> [PROBLEM REQUIREMENTS] Identify each line in the listing below that contains the word "office", and copy those lines.

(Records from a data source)

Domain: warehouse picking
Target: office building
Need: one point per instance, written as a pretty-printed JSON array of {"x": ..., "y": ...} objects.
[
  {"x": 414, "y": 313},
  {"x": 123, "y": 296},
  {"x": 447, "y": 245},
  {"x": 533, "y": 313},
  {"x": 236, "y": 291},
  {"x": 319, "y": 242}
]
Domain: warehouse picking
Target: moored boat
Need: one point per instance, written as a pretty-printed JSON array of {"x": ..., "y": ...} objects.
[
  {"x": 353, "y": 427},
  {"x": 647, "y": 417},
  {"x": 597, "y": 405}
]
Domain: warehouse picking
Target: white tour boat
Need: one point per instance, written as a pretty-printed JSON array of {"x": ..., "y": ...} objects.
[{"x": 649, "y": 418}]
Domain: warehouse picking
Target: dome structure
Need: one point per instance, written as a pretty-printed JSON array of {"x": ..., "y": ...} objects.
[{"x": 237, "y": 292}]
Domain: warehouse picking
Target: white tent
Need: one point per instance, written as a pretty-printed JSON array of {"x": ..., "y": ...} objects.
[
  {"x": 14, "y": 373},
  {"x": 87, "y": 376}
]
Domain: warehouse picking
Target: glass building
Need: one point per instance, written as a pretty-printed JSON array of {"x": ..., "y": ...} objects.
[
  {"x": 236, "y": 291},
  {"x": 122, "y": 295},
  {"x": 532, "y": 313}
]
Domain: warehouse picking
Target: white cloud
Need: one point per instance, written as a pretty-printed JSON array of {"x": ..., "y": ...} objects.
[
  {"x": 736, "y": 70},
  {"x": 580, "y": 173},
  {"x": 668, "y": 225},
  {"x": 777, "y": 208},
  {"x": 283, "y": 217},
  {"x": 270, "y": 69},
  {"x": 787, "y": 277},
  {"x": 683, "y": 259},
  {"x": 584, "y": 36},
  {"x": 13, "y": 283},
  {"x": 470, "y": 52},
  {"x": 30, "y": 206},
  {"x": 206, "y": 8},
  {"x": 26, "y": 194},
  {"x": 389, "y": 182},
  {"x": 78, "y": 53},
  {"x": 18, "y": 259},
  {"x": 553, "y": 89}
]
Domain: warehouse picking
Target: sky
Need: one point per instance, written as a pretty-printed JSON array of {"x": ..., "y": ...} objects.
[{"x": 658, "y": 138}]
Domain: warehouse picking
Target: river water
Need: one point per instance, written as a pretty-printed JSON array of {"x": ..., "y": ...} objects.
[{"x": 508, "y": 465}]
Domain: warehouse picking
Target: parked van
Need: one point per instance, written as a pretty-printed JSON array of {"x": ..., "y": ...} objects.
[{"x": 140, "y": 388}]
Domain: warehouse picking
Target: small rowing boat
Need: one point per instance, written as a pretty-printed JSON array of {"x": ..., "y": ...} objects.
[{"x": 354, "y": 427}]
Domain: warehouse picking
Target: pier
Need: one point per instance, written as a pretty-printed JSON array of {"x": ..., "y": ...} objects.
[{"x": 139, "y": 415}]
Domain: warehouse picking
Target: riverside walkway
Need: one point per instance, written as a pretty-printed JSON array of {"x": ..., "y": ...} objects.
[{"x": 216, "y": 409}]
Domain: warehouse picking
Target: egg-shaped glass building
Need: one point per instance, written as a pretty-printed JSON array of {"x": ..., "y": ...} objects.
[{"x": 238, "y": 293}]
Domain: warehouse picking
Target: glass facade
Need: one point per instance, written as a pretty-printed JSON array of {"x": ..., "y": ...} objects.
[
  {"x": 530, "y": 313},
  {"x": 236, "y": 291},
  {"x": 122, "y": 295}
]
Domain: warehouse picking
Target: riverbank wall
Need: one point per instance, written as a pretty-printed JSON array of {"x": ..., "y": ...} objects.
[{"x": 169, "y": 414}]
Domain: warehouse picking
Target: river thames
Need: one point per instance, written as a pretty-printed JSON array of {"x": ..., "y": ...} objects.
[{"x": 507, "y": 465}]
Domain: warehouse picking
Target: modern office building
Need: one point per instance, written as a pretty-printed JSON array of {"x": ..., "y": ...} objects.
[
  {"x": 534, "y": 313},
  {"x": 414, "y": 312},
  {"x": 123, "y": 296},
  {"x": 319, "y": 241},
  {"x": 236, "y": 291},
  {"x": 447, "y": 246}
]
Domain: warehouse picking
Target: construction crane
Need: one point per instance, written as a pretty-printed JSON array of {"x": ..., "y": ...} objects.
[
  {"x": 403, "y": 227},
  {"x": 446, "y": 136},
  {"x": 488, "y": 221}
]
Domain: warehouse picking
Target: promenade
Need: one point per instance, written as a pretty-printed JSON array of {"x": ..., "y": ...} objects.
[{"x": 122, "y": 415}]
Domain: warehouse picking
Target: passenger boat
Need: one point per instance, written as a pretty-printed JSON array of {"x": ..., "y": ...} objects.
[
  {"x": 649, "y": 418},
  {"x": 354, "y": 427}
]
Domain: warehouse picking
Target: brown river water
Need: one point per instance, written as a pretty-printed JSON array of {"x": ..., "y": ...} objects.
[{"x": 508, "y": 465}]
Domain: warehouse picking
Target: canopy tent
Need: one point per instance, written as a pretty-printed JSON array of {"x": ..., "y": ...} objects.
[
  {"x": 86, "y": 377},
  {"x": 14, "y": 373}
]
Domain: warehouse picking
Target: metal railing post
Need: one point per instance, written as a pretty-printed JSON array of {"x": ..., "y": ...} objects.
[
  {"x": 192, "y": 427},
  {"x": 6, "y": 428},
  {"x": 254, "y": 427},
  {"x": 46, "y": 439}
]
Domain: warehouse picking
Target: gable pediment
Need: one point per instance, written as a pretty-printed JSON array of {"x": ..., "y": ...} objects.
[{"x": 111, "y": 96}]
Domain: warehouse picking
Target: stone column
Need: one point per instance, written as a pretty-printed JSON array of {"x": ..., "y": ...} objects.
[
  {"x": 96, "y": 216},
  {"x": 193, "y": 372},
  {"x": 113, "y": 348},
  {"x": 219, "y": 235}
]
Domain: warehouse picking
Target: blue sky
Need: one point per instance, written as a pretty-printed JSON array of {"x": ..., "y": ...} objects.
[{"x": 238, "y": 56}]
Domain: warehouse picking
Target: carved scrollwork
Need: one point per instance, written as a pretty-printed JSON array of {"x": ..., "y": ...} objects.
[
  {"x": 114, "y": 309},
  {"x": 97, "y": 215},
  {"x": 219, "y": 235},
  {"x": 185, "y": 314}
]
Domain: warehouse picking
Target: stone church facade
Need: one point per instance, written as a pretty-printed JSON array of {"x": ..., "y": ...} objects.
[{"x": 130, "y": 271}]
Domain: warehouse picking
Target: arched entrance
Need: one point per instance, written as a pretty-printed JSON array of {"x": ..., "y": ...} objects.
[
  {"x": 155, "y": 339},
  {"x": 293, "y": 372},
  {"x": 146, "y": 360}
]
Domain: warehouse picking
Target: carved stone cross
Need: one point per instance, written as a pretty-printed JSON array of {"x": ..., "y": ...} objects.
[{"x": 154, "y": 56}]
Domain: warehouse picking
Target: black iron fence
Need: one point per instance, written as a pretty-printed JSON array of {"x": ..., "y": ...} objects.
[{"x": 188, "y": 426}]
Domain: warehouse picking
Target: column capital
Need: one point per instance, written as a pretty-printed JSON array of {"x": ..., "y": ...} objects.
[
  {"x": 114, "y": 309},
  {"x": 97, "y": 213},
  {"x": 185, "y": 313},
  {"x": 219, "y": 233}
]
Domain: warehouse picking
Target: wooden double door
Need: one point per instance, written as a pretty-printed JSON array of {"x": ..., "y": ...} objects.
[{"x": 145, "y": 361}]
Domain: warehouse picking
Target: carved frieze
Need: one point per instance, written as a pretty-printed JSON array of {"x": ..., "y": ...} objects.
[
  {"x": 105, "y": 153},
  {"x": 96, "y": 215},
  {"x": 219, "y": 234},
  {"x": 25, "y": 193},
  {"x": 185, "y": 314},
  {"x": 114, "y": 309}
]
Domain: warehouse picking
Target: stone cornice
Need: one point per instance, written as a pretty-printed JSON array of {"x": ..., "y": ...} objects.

> [FULL OUTPUT]
Target: office building
Target: modern office building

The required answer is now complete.